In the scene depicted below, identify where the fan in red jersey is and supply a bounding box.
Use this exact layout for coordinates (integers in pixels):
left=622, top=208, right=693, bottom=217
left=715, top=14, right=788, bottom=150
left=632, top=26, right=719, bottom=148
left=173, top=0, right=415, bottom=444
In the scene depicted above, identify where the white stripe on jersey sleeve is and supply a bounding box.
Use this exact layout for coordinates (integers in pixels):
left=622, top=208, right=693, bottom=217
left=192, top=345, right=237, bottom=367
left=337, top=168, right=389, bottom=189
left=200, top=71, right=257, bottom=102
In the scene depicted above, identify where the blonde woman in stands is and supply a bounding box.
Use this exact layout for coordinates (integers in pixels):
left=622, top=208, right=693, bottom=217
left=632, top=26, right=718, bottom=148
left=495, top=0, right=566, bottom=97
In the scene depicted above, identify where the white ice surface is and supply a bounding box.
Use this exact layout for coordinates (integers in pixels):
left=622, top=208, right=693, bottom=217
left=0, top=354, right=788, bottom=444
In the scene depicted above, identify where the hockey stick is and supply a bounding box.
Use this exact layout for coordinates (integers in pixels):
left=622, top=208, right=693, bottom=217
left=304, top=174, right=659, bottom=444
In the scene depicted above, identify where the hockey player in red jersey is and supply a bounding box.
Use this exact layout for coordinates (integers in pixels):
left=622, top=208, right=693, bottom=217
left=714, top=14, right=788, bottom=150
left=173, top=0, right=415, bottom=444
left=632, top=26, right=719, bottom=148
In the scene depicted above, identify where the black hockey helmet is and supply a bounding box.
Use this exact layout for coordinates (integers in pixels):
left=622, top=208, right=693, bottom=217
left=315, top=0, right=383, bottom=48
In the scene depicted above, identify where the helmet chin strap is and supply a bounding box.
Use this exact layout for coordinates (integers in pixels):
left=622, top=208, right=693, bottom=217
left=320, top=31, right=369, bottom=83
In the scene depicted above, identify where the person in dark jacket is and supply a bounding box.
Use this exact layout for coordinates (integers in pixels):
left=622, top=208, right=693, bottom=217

WHAT YOU WILL DO:
Turn every line of the records above into a numbered list with one line per item, and skip any blank lines.

OUTPUT FOR THIS TASK:
1. In the scene depicted below, identify where the fan in red jersey is and supply a bounding box.
2. Use this exact layout for coordinates (integers in pixels):
3. left=622, top=208, right=693, bottom=217
4. left=715, top=14, right=788, bottom=150
5. left=632, top=26, right=719, bottom=148
6. left=173, top=0, right=415, bottom=444
7. In the scene depicted above, identify where the white stripe on jersey sleeve is and supply a bounding box.
8. Use this exact layout for coordinates (integers in pixels):
9. left=622, top=208, right=693, bottom=217
10. left=192, top=345, right=237, bottom=367
11. left=337, top=168, right=389, bottom=189
12. left=200, top=71, right=257, bottom=102
13. In the scene depicted above, identify where the blonde woman in stands is and supply a bounding box.
14. Use this exact layout for coordinates (integers in pixels):
15. left=622, top=208, right=693, bottom=217
16. left=632, top=26, right=718, bottom=148
17. left=495, top=0, right=566, bottom=97
18. In the scene depicted above, identify where the white ice surface is and supply a bounding box.
19. Use this exact layout for coordinates (integers in pixels):
20. left=622, top=208, right=693, bottom=217
21. left=0, top=354, right=788, bottom=444
22. In the scene depicted above, identify where the hockey stick is and supply a bounding box.
23. Use this exact layout for coordinates (integers in pixels):
24. left=622, top=208, right=693, bottom=217
25. left=304, top=174, right=659, bottom=444
26. In the scene depicted above, identify where the hockey player in red jersey is and supply a bounding box.
27. Use this exact layout for coordinates (integers in pixels):
28. left=622, top=208, right=693, bottom=217
29. left=714, top=14, right=788, bottom=150
30. left=173, top=0, right=415, bottom=444
31. left=632, top=26, right=719, bottom=148
32. In the scene depicted above, identify where the black hockey helmet is and supply a bounding box.
33. Use this exact layout for coordinates (integers in pixels):
34. left=622, top=208, right=693, bottom=217
35. left=315, top=0, right=383, bottom=48
36. In the scene depicted above, identify where the helmet chin strap is and supply a bounding box.
37. Use this exact layout for coordinates (integers in pixels):
38. left=622, top=208, right=693, bottom=217
39. left=320, top=31, right=369, bottom=83
40. In the scene depicted above, identify where the person in dark jacket is and supply a bounding box.
41. Use this exact layout for coordinates (integers in pixels):
42. left=622, top=208, right=693, bottom=217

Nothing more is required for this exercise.